Newsletter Issue #308
October 24th, 2005THIS WEEK’S TECH NIGHT OWL LIVE UPDATE
You can’t imagine any thing more difficult than taking a regular hotel room and, temporarily at least, remaking it as a radio station. But the new home office wasn’t ready, and there was no choice. Running a repeat wasn’t an option, with so many wonderful guests available, but I can imagine the strange looks on the part of the housekeeping staff when they saw all that strange equipment and wiring on a corner desk.
Fortunately, everything went off pretty much as planned. Most of the equipment we use for The Tech Night Owl LIVE is reasonably portable, although I wouldn’t recommend lugging a Power Mac G5 around unless you really dig exercise.
For October 20th, as we entered the show’s fourth year, we were joined by Adam Engst, publisher of the oldest surviving Mac newsletter, TidBITS. Adam spent much of the interview talking about how the Mac community has changed over the years. We also heard from Greg Brewer or Prosoft Engineering about Drive Genius, a multifaceted hard drive maintenance tool. Our visit to the The David Biedny Zone was extensive and varied. David attended Apple’s special event in New York, where its new photo retouching application, Aperture, debuted, along with upgrades to the PowerBook and Power Mac. The show also included David’s unique slant on the iPod with video.
Our October 27th, we’ll be joined by multimedia wizard Jim Heid and other guests. We’ll have more announcements on the lineup later in the week.
Despite relocating to new facilities, we’re still moving rapidly on setting up that second radio show, one having nothing to do with technology, by the way. Stay tuned for more details.
And don’t forget our weekly contests. So far we’ve given away such prizes as iPod shuffles, iPod accessories, memory upgrades, network music players, software and books. More great prizes will be offered in the weeks to come.
If you haven’t heard our program, be sure to visit The Tech Night Owl LIVE Web site to listen to our archives or download the Podcast version. Enjoy.
PROFILE OF A REAL IPOD KILLER
This article is not what you expect. I am not going to take someone’s also-ran MP3 player and proclaim it the next great thing, the product that will bring Apple Computer to its knees. Sorry to disappoint you, folks, but I think that the misinformed tech journalists who write about such things just don’t get it, any more than the companies that build those products.
Instead, I’m going to take a few very obvious facts and deliver some very obvious conclusions. Of course, acting on those conclusions isn’t going to be terribly easy, but at least they will have an idea what they’re up against.
━━━
• **Requirement A**: Write out every line of the listing from the one containing "Camera-trap review: tag the polar bear wading" down to the end of the listing, shifting each coordinate pair by adding 147 to both of its numbers.
━━━
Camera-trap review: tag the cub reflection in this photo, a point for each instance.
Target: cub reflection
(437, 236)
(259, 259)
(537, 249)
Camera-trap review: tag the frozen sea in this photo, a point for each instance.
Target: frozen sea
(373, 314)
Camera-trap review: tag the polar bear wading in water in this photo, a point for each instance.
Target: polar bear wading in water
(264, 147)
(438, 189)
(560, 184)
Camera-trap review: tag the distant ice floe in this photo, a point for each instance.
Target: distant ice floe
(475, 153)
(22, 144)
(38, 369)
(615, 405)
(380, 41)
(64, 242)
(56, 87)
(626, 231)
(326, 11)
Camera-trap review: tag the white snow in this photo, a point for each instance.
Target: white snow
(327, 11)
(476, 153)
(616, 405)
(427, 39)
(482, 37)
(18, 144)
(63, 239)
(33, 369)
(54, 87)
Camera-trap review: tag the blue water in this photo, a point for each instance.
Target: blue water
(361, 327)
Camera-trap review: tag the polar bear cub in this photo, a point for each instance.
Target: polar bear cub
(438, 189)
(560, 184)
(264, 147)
━━━
• **Requirement B**: According to the newsletter, who publishes TidBITS?

• **Worked answer A**:
Camera-trap review: tag the polar bear wading in water in this photo, a point for each instance.
Target: polar bear wading in water
(411, 294)
(585, 336)
(707, 331)
Camera-trap review: tag the distant ice floe in this photo, a point for each instance.
Target: distant ice floe
(622, 300)
(169, 291)
(185, 516)
(762, 552)
(527, 188)
(211, 389)
(203, 234)
(773, 378)
(473, 158)
Camera-trap review: tag the white snow in this photo, a point for each instance.
Target: white snow
(474, 158)
(623, 300)
(763, 552)
(574, 186)
(629, 184)
(165, 291)
(210, 386)
(180, 516)
(201, 234)
Camera-trap review: tag the blue water in this photo, a point for each instance.
Target: blue water
(508, 474)
Camera-trap review: tag the polar bear cub in this photo, a point for each instance.
Target: polar bear cub
(585, 336)
(707, 331)
(411, 294)

• **Worked answer B**: Adam Engst